Hedefiniz:
Hatice Eroğlu'nun hayatını anlatan metni kaldığı yerden sürdürün.

Metin bloğu:
20 Şubat 2009 Cuma

1.Ahmet oğlu Molla Mehmet kızı Hatice Eroğlu

Ailenin en büyük evladı. Genç kızlığını Yavşan’da ve Sivrihisar’da yaşadı. Baba evinde köylülüğün her türlü işlerini yaparak ve öğrenerek büyüdü. Yunan istilasında genç kızdı. O yüzden korkulu anlar yaşadılar. O Yunan’ın çilesinin yaşandığı yıllarda evlendi. Evlendiği kişi, Kurşunlu mahalleden Sarıkardaşoğlu Ahmet idi. Ahmet, deri imalatı ile uğraşırdı. Bu yüzden ona Tabak Ahmet yada kısaca Tabak derlerdi. Tabak Ahmet-Hatice çifti Yavşan’a yaylaya gelirlerdi. Onlar Yavşan’da babası Mehmet’in verdiği 21 nolu evde otururlardı. Bu ailenin 150-180 civarında koyunları vardı. Bunun 100 adedi sağılırdı. Bu işi Hatice, kızı Münire ile yapardı. Kocası bağa düşkündü. Onların Porsuk, Efendi Pınarı, Eskiköy ve Yavşan da bağları vardı.

(Bölge açıklama kayıtları)
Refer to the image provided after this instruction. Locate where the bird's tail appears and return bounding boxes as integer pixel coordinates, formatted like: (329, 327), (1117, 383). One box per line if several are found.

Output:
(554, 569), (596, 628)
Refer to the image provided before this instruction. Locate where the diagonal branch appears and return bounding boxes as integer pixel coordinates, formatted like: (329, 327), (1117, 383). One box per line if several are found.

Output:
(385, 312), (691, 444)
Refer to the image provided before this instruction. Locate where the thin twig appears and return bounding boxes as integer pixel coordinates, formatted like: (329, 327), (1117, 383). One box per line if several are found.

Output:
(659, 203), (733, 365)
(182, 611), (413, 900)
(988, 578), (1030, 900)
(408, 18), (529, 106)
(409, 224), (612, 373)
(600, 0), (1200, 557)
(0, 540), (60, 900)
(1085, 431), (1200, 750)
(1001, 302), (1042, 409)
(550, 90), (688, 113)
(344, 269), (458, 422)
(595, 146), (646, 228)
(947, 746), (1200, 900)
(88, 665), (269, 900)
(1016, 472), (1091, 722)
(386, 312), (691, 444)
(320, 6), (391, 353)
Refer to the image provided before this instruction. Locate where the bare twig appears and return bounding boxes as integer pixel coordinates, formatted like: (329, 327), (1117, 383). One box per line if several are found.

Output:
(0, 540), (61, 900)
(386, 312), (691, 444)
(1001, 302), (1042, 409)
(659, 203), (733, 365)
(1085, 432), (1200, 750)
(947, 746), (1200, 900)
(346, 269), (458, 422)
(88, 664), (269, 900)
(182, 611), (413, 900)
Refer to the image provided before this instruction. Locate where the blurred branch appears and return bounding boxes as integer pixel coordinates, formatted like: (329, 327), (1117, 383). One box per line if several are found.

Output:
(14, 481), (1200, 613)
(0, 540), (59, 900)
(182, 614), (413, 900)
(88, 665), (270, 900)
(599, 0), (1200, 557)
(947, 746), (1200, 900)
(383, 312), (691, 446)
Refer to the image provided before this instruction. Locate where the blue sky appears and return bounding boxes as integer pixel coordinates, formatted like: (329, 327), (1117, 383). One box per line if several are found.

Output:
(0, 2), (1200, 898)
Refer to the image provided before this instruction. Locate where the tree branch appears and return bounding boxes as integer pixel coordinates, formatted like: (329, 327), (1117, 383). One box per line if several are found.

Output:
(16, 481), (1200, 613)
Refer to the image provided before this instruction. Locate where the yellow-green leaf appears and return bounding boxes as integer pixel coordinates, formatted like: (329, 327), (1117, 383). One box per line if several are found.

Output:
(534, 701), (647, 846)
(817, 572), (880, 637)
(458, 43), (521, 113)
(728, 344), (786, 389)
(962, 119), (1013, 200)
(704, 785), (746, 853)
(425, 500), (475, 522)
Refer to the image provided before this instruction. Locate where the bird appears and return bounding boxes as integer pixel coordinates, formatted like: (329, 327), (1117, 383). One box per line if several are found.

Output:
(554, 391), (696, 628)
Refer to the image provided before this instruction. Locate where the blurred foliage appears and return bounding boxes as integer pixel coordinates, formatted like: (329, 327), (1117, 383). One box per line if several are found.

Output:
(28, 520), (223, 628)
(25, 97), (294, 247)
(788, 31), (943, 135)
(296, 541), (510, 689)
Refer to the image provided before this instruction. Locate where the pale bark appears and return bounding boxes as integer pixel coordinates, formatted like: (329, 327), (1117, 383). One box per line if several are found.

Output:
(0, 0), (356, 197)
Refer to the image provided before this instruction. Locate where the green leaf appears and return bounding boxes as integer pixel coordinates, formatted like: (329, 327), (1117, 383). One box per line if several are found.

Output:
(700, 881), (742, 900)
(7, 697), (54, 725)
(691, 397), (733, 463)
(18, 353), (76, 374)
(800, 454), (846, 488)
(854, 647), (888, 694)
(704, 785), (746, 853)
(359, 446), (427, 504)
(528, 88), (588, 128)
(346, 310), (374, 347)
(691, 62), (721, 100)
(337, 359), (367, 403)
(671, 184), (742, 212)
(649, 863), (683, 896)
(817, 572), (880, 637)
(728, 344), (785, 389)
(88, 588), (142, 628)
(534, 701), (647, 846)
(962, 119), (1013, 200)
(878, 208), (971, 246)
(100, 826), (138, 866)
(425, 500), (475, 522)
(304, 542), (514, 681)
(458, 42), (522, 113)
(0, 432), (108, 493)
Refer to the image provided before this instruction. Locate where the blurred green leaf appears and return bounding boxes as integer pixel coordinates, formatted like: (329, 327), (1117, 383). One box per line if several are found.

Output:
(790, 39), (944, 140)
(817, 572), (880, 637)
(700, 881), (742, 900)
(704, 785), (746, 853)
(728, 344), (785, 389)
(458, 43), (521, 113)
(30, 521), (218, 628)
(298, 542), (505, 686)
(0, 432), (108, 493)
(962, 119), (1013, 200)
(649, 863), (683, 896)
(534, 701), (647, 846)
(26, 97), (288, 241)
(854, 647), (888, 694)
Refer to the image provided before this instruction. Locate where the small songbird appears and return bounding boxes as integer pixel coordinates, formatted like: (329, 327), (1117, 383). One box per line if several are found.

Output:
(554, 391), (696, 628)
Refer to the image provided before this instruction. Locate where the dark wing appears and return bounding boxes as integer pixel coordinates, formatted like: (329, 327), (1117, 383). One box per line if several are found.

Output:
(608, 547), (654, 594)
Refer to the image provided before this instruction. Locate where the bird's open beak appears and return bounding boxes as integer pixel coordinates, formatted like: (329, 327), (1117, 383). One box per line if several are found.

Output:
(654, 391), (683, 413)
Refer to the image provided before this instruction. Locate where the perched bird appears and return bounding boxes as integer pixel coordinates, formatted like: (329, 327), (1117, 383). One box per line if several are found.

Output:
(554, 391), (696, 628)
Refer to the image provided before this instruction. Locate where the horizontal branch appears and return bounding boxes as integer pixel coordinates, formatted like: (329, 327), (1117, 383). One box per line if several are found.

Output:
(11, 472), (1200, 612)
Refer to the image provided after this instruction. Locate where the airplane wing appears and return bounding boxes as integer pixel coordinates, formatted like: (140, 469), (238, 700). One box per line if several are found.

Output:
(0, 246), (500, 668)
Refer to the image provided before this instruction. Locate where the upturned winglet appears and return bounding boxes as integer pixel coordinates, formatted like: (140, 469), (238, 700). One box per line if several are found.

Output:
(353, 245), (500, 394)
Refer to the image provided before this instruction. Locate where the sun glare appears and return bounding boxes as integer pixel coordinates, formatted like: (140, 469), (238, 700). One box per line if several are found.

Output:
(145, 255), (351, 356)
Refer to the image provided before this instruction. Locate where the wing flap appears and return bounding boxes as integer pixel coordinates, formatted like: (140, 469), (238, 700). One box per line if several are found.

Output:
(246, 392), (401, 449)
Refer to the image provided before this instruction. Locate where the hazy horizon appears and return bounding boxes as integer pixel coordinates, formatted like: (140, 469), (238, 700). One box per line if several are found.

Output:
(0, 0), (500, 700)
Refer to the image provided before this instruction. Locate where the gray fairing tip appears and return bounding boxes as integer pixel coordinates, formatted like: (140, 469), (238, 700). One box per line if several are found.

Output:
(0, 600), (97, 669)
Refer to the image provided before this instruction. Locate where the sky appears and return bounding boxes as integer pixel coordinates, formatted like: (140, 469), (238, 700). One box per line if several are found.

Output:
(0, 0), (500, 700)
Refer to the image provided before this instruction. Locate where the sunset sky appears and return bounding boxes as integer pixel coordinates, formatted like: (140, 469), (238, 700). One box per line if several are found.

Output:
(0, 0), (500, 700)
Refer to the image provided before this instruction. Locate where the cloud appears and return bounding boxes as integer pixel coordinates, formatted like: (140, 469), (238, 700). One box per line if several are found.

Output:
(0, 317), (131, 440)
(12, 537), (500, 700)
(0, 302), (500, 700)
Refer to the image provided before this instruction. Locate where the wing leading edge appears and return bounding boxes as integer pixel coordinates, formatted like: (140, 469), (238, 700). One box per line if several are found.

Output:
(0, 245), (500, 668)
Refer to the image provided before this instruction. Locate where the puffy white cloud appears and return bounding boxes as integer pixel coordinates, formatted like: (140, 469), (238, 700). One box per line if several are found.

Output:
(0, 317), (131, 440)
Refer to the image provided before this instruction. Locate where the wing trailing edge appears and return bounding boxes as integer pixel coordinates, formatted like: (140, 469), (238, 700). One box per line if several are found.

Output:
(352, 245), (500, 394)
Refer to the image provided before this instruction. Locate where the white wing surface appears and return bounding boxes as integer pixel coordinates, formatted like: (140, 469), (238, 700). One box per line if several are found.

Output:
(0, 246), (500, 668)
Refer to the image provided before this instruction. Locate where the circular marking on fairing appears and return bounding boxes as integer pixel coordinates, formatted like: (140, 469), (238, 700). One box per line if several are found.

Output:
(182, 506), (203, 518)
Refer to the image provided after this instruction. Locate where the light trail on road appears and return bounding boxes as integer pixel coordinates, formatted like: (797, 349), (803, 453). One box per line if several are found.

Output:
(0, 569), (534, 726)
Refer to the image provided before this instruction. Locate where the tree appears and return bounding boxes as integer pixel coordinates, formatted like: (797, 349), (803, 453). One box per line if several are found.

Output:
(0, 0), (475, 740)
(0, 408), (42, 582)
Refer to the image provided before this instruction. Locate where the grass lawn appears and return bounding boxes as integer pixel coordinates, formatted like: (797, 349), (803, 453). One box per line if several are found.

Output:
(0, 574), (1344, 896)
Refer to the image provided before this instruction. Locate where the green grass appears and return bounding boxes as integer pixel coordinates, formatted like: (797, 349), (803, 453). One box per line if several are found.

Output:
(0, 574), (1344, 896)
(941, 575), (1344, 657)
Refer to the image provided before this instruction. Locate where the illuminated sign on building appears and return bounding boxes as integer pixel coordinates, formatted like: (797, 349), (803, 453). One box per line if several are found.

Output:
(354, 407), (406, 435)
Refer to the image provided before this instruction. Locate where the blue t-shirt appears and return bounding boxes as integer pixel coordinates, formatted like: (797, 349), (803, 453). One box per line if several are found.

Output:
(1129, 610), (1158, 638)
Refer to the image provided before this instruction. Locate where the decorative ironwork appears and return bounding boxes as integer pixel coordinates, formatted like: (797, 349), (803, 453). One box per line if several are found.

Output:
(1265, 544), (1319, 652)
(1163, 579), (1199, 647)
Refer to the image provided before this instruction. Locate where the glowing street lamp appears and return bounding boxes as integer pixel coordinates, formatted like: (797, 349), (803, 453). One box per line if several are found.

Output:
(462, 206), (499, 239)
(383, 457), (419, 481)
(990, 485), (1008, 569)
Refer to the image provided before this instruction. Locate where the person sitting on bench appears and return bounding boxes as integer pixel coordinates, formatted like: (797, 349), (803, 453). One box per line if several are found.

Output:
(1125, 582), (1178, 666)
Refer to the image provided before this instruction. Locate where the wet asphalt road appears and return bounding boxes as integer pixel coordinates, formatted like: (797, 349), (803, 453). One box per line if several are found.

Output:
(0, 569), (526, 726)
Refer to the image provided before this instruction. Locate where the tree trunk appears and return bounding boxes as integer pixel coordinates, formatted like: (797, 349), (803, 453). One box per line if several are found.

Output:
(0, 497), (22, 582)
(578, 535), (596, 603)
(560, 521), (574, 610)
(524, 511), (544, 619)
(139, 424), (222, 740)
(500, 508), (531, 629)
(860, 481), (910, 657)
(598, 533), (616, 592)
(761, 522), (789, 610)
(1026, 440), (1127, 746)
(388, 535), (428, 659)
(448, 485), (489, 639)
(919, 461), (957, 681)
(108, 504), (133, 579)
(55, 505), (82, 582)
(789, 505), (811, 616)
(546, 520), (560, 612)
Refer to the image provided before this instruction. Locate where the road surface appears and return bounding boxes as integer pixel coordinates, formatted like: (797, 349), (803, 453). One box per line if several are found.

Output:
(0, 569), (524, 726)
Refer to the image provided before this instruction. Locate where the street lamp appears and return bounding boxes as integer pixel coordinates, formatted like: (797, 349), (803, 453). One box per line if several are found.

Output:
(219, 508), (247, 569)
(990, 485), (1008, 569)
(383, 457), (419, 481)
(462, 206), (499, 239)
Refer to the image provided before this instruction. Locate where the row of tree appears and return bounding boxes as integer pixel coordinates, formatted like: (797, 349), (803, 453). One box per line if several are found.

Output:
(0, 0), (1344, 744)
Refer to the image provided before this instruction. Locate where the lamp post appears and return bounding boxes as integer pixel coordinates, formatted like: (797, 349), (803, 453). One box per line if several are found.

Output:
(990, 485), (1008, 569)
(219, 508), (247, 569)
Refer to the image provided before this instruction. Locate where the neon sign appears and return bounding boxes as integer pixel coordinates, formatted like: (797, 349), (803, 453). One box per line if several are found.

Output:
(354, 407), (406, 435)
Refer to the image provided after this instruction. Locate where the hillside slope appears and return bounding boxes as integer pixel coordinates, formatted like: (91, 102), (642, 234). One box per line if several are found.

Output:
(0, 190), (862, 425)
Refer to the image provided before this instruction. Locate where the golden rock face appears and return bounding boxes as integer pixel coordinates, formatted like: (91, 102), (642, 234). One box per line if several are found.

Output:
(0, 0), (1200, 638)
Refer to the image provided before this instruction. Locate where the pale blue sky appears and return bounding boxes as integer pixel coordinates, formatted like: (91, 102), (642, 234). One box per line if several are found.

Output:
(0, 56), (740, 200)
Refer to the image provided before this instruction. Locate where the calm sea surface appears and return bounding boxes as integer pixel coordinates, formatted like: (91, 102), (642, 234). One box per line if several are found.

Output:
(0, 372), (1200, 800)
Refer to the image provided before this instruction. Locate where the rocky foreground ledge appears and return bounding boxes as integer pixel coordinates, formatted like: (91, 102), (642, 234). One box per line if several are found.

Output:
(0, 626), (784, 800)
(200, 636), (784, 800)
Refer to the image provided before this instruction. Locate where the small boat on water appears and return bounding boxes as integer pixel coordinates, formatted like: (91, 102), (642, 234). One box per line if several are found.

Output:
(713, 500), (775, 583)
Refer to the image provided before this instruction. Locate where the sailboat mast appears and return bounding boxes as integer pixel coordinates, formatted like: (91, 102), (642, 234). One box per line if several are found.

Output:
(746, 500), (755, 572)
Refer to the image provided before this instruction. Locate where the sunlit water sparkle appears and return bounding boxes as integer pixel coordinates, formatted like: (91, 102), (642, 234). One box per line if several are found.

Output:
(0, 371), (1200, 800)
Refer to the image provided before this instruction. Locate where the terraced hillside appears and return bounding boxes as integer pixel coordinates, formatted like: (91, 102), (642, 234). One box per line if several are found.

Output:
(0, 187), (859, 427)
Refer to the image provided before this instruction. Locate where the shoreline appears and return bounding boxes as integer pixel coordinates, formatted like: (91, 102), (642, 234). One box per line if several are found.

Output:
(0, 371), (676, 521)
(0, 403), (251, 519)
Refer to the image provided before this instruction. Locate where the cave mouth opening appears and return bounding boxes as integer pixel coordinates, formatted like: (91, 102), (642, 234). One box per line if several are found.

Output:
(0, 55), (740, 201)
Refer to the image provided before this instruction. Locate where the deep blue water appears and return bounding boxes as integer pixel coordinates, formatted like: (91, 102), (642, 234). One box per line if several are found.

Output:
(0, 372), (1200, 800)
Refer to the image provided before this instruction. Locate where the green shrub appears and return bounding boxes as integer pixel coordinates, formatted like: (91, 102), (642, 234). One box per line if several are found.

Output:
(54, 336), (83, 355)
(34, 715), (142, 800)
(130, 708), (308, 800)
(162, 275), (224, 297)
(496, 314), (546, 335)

Alıştırma cevabı:
Tabak Ahmet dükkanda işini bitirince, köye doğru yola çıkar, meşhur ve soylu eşeğiyle (Eşeğin adı Fatma idi) önce Porsuk bağına gelir, bağ odasında hazır bulunan kahve takımlarıyla kendine bir kahve yapar, bağı kontrol eder, bağ omcalarının ve ağaçlarının adeta teker teker hal ve hatırını sorar, sonra köye gelirdi. Bağı da eşeği gibi iyidi hani.. Katır gibi eşeği sanki aile bireylerindenmiş gibi kıymetliydi. Kendi aç kalır onu aç bırakmazdı.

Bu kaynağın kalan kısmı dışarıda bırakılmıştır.